## begin Passage

EX-99.(A)(1)(XII) 6 a1xiitota15018740490302207.htm REVISED FORM OF CLIENT LETTER sec document



                                                             Exhibit (a)(1)(xii)

                 AMENDED AND RESTATED OFFER TO PURCHASE FOR CASH
                     ALL OUTSTANDING SHARES OF COMMON STOCK
           (INCLUDING THE ASSOCIATED PREFERRED STOCK PURCHASE RIGHTS)
                                       of
                               BAIRNCO CORPORATION
                                       at
                              $13.50 NET PER SHARE
                                       by
                              BZ ACQUISITION CORP.
                          A Wholly Owned Subsidiary of
                             STEEL PARTNERS II, L.P.

## end Passage

Task. Continue the Bairnco tender offer document from the point where it stops. The listing that comes next is separate material, unrelated to the tender offer document.

## begin Listing

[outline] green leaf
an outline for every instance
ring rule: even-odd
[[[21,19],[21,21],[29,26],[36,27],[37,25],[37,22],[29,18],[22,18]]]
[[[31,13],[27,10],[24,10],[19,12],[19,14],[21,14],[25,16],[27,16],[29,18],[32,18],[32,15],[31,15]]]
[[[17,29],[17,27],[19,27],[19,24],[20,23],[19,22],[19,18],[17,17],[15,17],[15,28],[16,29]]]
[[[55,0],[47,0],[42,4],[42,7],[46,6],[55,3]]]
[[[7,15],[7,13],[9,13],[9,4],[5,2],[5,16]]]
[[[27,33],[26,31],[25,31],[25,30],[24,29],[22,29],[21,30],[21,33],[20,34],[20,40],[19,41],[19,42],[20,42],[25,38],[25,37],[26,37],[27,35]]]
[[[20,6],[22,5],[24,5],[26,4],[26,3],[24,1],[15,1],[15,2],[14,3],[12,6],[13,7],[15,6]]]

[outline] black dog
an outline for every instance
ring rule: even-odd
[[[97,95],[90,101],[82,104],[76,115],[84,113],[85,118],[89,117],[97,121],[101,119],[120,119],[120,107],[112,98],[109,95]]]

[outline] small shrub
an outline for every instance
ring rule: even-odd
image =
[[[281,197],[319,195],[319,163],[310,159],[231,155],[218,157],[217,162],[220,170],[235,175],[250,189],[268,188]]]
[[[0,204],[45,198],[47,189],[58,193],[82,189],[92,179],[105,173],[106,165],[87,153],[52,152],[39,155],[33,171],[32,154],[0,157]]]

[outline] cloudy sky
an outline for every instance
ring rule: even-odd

## end Listing

Output of the task.
                                                                   March 2, 2007

To Our Clients:

      Enclosed for your consideration are the Amended and Restated Offer to
Purchase dated March 2, 2007 (the "Offer to Purchase") and the related Amended
and Restated Letter of Transmittal (which, together with any amendments or
supplements thereto, collectively constitute the "Offer") in connection with the
offer by BZ Acquisition Corp. (the "Purchaser"), a Delaware corporation and a
wholly owned subsidiary of Steel Partners II, L.P., a Delaware limited
partnership ("Steel Partners II"), to purchase for cash all outstanding shares
of common stock, par value $0.01 per share (the "Common Stock"), and the
associated preferred stock purchase rights (the "Rights" and, together with the
Common Stock, the "Shares") of Bairnco Corporation, a Delaware corporation (the
"Company"). We are the holder of record of Shares held for your account. A
tender of such Shares can be made only by us as the holder of record and
pursuant to your instructions. The Letter of Transmittal is furnished to you for
your information only and cannot be used by you to tender Shares held by us for
your account.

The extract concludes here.